===== SELECTED TEXT =====
My Time on Bunny Duty
LatestIn light of a lengthy new profile of Hugh Hefner, a former editor muses on Hef’s passage from icon to ghost.
Having worked as an editor at playboy.com during its late ’90s heyday when dot-com IPOs were popping up like erections in a sophomore Spanish class, I read Charles McGrath’s profile of Hugh Hefner with particular relish. I’d experienced firsthand how Hef and his daughter Christie managed their employees, his magazine and its Playmates, and seen the difference between the Playboy of the Collective Imagination (quaaludes, all-night sex parties, balling in the break room) and the Playboy of my W-2s (meetings, political skulduggery, meetings).
McGrath’s is a sort of Hugh Hefner puff piece that’s been spontaneously regenerating itself for decades, a Playboy-branded Mad Libs that goes something like this:
- Start with a historic/creepy anecdote about Hefner’s tenuous relationship with Marilyn Monroe and, by extension, a lost era of Hollywood royalty: “Hugh Hefner already has his final resting place picked out and paid for: a crypt next to Marilyn Monroe’s in the Westwood neighborhood of Los Angeles.”
- Fail to note that the already established Monroe’s pin-up photos elevated 1953’s debut issue of Playboy from a pack of similarly themed swank spank competitors; Playboy did not “make” Marilyn.
- Remark on the curiosity of an octogenarian who lives “the life of an invalid, or even of a cosseted mental patient: wearing pajamas all day; rarely venturing out of the house; taking most of his meals in his bedroom.”
- Quickly double back to proclaim that Hef is in “otherwise enviable shape…One former girlfriend has said that in the bedroom, with his clothes off, he practically glows in the dark.”
- Profile his Faustian market longevity by referencing the reality show The Girls Next Door (which never explained if the girls in question were his Playmate “girlfriends” Holly Madison, Bridget Marquardt, and Kendra Wilkinson or their D-cup sweater puppies) and, of course, the continued existence of Playboy magazine itself.
- Reframe the wincing absurdity of an 84 year-old getting engaged to a 24 year-old centerfold (again) by dubbing him a “benign and indulgent paterfamilias, a kind of fairy godfather.”
- Don’t forget Hef’s relevance to modernity! (Mention that he tweeted news of his engagement!)
===== DATA EXTRACTS =====
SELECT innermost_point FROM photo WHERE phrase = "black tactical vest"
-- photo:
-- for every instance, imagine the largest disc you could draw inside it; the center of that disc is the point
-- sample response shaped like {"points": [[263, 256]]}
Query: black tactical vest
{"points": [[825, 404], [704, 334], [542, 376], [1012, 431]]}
=====
> [TASK 1]:
Answer these questions from the essay on Hugh Hefner:
(a) At which website did the writer work as an editor?
(b) Who wrote the profile of Hefner that the writer discusses?
(c) In what year did Playboy's debut issue appear?
> [TASK 2]: Continue the essay on Hugh Hefner from its last line.
These data were taken from a different source than the essay on Hugh Hefner.

> [WRITTEN RESPONSE 1]:
(a) playboy.com
(b) Charles McGrath
(c) 1953

> [WRITTEN RESPONSE 2]:
- Pull in the “newsy” hook: in this case, that Hef wants to buy back Playboy. (Previous incarnations have included “Hef’s Beautiful/Intelligent Daughter Runs Playboy as Hef Settles Down,” “Hef’s Beautiful/Intelligent Daughter Still Running Playboy” and “Hef Not Dead Yet.”)
- Describe the magazine’s lustrous history while documenting its decline in the face of competitors ranging from lad mags to bangbros.com.
- Reiterate that Hef is “not a sleazebag” by comparing his mien to the primary attributes of his archetypal competitors: “Bob Guccione’s oiliness” and “Larry Flynt’s leering vulgarity.”
- Meld the Playboy brand and Hef into one megalithic entity that will, in the words of Hef himself, “be easier to perpetuate…when I’m not around, because then nobody will be pissed off that I’m still getting laid.” (Because his Viagra-fueled orgies are what really gets Gloria Steinem’s panties in a bunch.)
Like most articles about Hef, McGrath’s piece makes no mention of Playboy’s various associations with hard drug use, including the overdose of former Playboy Bunny Adrienne Pollack in 1973, the suicide of Hefner’s long-term executive secretary after conviction on drug smuggling charges in 1975, and the 1985 testimony for Ronald Reagan’s largely discredited Meese Commission on Pornography from Playmate Miki Garcia and former bunny Brenda MacKillop that drug use and venereal disease were rampant at Playboy Mansion parties. Hef is on record stating that he gobbled amphetamines, ostensibly to keep up with his magazine’s production schedule, but more than one Playmate told me about the copious drugs that floated around the Mansion, often sotto voce during interviews for some corporate mission or another. One of the video editors I worked with missed a week of work because he was arrested at the Mexican border with Valium he’d picked up from a pharmacia. I was shocked he wasn’t fired until I heard scuttlebutt that he was supplying editors at the magazine with pills.